_EXERCISE AIM_
Here you must reproduce each line of the data exactly.

_THE RECORDS_
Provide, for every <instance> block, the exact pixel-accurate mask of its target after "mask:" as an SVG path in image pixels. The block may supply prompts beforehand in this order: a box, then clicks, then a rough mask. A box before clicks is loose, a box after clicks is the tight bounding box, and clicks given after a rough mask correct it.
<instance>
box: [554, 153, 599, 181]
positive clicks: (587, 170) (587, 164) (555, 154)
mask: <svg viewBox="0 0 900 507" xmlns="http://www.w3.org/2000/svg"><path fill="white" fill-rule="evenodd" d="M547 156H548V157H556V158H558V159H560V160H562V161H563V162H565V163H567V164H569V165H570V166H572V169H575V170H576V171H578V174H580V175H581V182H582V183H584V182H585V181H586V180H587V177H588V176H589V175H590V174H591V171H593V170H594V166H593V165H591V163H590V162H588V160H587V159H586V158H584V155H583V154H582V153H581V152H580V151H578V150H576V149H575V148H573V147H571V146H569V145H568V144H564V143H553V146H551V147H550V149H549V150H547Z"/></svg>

_FINISHED TASK_
Provide, for every <instance> block, the exact pixel-accurate mask of its target after "mask:" as an SVG path in image pixels. The block may supply prompts beforehand in this order: a box, then clicks, then a rough mask. A box before clicks is loose, a box after clicks is the tight bounding box, and clicks given after a rough mask correct it.
<instance>
box: [554, 153, 599, 181]
positive clicks: (587, 170) (587, 164) (555, 154)
mask: <svg viewBox="0 0 900 507" xmlns="http://www.w3.org/2000/svg"><path fill="white" fill-rule="evenodd" d="M547 156H548V157H556V158H558V159H560V160H562V161H563V162H565V163H567V164H569V165H570V166H572V169H575V170H576V171H578V174H580V175H581V182H582V183H584V182H585V181H586V180H587V177H588V176H589V175H590V174H591V171H593V170H594V166H593V165H591V163H590V162H588V160H587V159H586V158H584V155H583V154H582V153H581V152H580V151H578V150H576V149H575V148H573V147H571V146H569V145H568V144H564V143H553V146H551V147H550V149H549V150H547Z"/></svg>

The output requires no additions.